SOURCE EXTRACT:

Our current TV lineup is Jericho, The Middleman, Charlie Jade, and Firefly, which we didn't watch the first time around.
:: David (0:01 in Michigan, 6:01 in Paris) - Comment - View Comments
:: Friday, June 27 2008 ::
Sent the closing docs via FedEx overnight. Now we just have to hope there's no last-minute craziness on Monday.
:: David (17:03 in Michigan, 23:03 in Paris) - Comment - View Comments
Mmm. Martian asparagus. The Phoenix lander (which you can follow on twitter) has analysed Martian soil and found it "very friendly".
:: David (14:31 in Michigan, 20:31 in Paris) - Comment
The die is cast...
We have received the closing documents, which I suppose are important, but the key is the cash, and that has left the building...
|Date|| Description|| Amount|
|Jun 27, 2008|| WIRE TRANSFER OUT|| $15,045.17|
:: David (11:15 in Michigan, 17:15 in Paris) - Comment
:: Thursday, June 26 2008 ::
The supreme court is on a roll, as they have closed out the season with a series of rulings on punitive damages, gun control, and the death penalty. I'm sad about the Exxon ruling, which reduced the amount Exxon has to pay for the Valdez spill to 500 million. I don't know what to think about the ruling on guns, and the death penalty ruling, as distasteful as the subject is, seems to be the right decision.

SET TASKS:
1 – According to the blog excerpt, what amount did the Exxon ruling reduce Exxon's payment for the Valdez spill to?
2 – Name every show the blog excerpt lists in the current TV lineup.
3 – Duplicate the part of the blog excerpt between "Our current TV" and "die is cast...", inclusive.

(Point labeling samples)

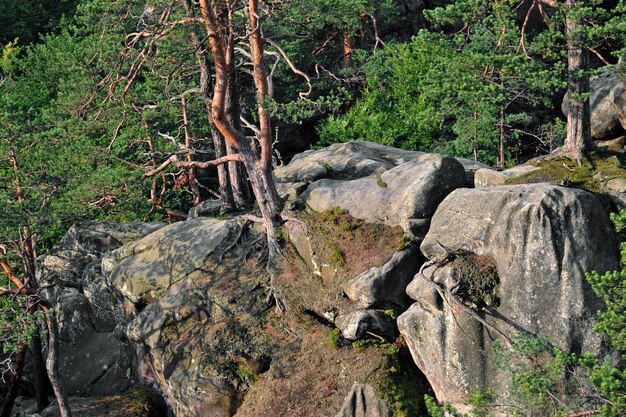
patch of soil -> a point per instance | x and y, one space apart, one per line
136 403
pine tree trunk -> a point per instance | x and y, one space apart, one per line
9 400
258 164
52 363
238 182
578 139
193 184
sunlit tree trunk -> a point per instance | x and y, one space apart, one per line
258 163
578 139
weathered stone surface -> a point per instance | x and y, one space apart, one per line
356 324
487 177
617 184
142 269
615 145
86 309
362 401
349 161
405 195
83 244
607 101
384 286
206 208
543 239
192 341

* * *

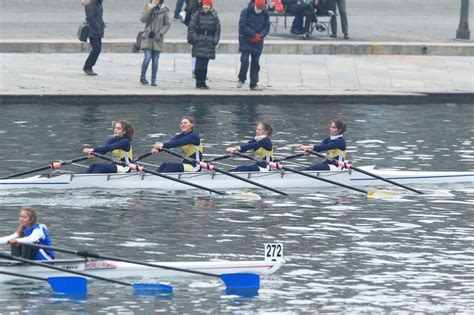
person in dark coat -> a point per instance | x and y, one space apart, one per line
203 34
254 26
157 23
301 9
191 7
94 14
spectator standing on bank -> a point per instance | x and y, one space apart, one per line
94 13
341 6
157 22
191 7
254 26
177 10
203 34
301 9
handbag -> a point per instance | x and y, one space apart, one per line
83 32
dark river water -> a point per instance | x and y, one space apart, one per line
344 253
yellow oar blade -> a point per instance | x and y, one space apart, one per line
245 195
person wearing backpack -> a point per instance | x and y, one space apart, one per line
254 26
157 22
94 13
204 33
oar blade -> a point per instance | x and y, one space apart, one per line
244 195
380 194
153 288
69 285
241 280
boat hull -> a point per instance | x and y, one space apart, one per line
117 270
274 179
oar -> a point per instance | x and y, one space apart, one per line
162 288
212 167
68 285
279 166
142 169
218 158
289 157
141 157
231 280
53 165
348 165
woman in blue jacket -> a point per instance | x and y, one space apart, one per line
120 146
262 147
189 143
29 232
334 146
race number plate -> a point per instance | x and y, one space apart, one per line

* * *

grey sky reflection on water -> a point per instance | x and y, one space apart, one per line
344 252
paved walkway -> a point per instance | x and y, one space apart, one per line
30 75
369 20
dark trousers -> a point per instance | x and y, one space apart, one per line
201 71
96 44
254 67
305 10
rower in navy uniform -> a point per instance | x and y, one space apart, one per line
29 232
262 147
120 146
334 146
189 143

SOLUTIONS TO THE TASKS:
1 – 500 million

2 – Jericho, The Middleman, Charlie Jade, Firefly

3 –
Our current TV lineup is Jericho, The Middleman, Charlie Jade, and Firefly, which we didn't watch the first time around.
:: David (0:01 in Michigan, 6:01 in Paris) - Comment - View Comments
:: Friday, June 27 2008 ::
Sent the closing docs via FedEx overnight. Now we just have to hope there's no last-minute craziness on Monday.
:: David (17:03 in Michigan, 23:03 in Paris) - Comment - View Comments
Mmm. Martian asparagus. The Phoenix lander (which you can follow on twitter) has analysed Martian soil and found it "very friendly".
:: David (14:31 in Michigan, 20:31 in Paris) - Comment
The die is cast...